• _Material for the task_:

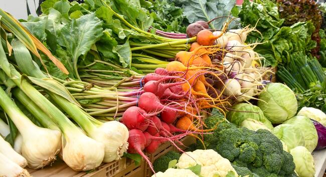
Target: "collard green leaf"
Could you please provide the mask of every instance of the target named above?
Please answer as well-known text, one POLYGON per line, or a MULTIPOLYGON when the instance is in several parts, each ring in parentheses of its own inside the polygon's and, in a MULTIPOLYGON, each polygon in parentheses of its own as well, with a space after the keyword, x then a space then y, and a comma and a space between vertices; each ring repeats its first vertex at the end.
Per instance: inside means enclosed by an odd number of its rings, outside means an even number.
POLYGON ((66 48, 72 57, 75 77, 79 79, 78 58, 85 55, 102 35, 102 24, 95 13, 92 13, 72 19, 71 24, 66 25, 58 32, 59 44, 66 48))
POLYGON ((101 101, 102 99, 101 98, 92 98, 92 99, 84 99, 82 100, 78 100, 77 101, 82 104, 90 104, 97 103, 99 101, 101 101))
POLYGON ((111 23, 113 13, 107 7, 102 6, 95 12, 96 17, 103 20, 105 23, 111 23))
POLYGON ((49 10, 53 8, 54 4, 60 0, 46 0, 41 4, 41 11, 45 14, 49 14, 49 10))
MULTIPOLYGON (((189 23, 199 20, 209 21, 218 17, 231 16, 231 11, 235 5, 235 0, 177 0, 176 3, 182 6, 184 15, 189 23)), ((225 18, 212 22, 211 28, 221 29, 225 18)))
POLYGON ((141 1, 141 6, 152 14, 154 28, 167 32, 186 33, 186 26, 183 24, 186 18, 182 8, 176 6, 169 0, 141 1), (142 3, 142 2, 145 3, 142 3))
POLYGON ((22 79, 28 79, 34 84, 38 85, 50 92, 60 95, 70 102, 73 103, 78 106, 80 106, 79 103, 71 95, 69 91, 61 83, 52 79, 39 79, 33 77, 27 77, 23 75, 22 79))
POLYGON ((128 23, 143 31, 147 31, 153 22, 153 17, 141 8, 139 0, 112 0, 111 6, 128 23))
POLYGON ((68 14, 70 9, 70 5, 67 0, 60 0, 54 4, 53 8, 60 12, 61 14, 68 14))
POLYGON ((8 118, 8 125, 9 125, 9 128, 10 129, 10 133, 8 134, 5 140, 8 142, 13 147, 15 144, 15 139, 17 136, 17 134, 19 132, 17 127, 13 122, 13 121, 10 118, 8 118))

• _Task brief_:
Update the data above by replacing "collard green leaf" with "kale leaf" and leaving every other part unchanged. Omit the pictures from your version.

• _Finished answer_:
Target: "kale leaf"
Could you please provide the mask of every instance of the target named above?
Please answer as well-known text, one POLYGON per line, or a MULTIPOLYGON when the instance is in several parts, each ring in parentheses of its own inside the polygon's and, in a MULTIPOLYGON, each polygon in parentheses of its own as well, with a space after the keyword, x then a space then y, and a comma and a space between vertices; each ring repeats its first vertex at the end.
Per instance: inside means enclosed by an odd number of its rings, outside means an even number.
POLYGON ((66 48, 72 57, 75 77, 79 79, 78 58, 85 55, 102 35, 102 24, 95 13, 92 13, 72 19, 71 24, 66 25, 58 32, 59 44, 66 48))
POLYGON ((101 101, 102 99, 101 98, 92 98, 92 99, 84 99, 82 100, 78 100, 77 101, 82 104, 90 104, 97 103, 99 101, 101 101))
POLYGON ((111 23, 113 13, 107 7, 102 6, 95 12, 96 17, 103 20, 105 23, 111 23))
POLYGON ((49 10, 53 8, 54 4, 60 0, 46 0, 41 4, 41 11, 45 14, 49 14, 49 10))
MULTIPOLYGON (((189 23, 199 20, 209 21, 218 17, 231 16, 231 11, 235 5, 235 0, 177 0, 176 3, 182 6, 184 15, 189 23)), ((225 18, 212 22, 211 28, 221 29, 225 18)))
POLYGON ((141 1, 141 6, 152 14, 154 28, 167 32, 186 33, 186 26, 183 24, 186 18, 182 8, 176 6, 169 0, 141 1), (142 3, 142 2, 145 3, 142 3))
POLYGON ((22 79, 28 79, 34 84, 38 85, 50 92, 60 95, 70 102, 73 103, 78 106, 80 106, 79 103, 71 95, 69 91, 61 83, 52 79, 39 79, 33 77, 27 77, 23 75, 22 79))
POLYGON ((128 23, 143 31, 147 31, 153 22, 153 17, 141 8, 139 0, 112 0, 111 6, 128 23))
POLYGON ((68 14, 70 9, 70 5, 67 0, 60 0, 54 4, 53 8, 60 12, 61 14, 68 14))
POLYGON ((8 118, 8 125, 9 125, 9 128, 10 129, 10 133, 8 134, 5 140, 8 142, 13 147, 15 144, 15 139, 17 136, 17 134, 19 132, 17 127, 13 122, 13 121, 10 118, 8 118))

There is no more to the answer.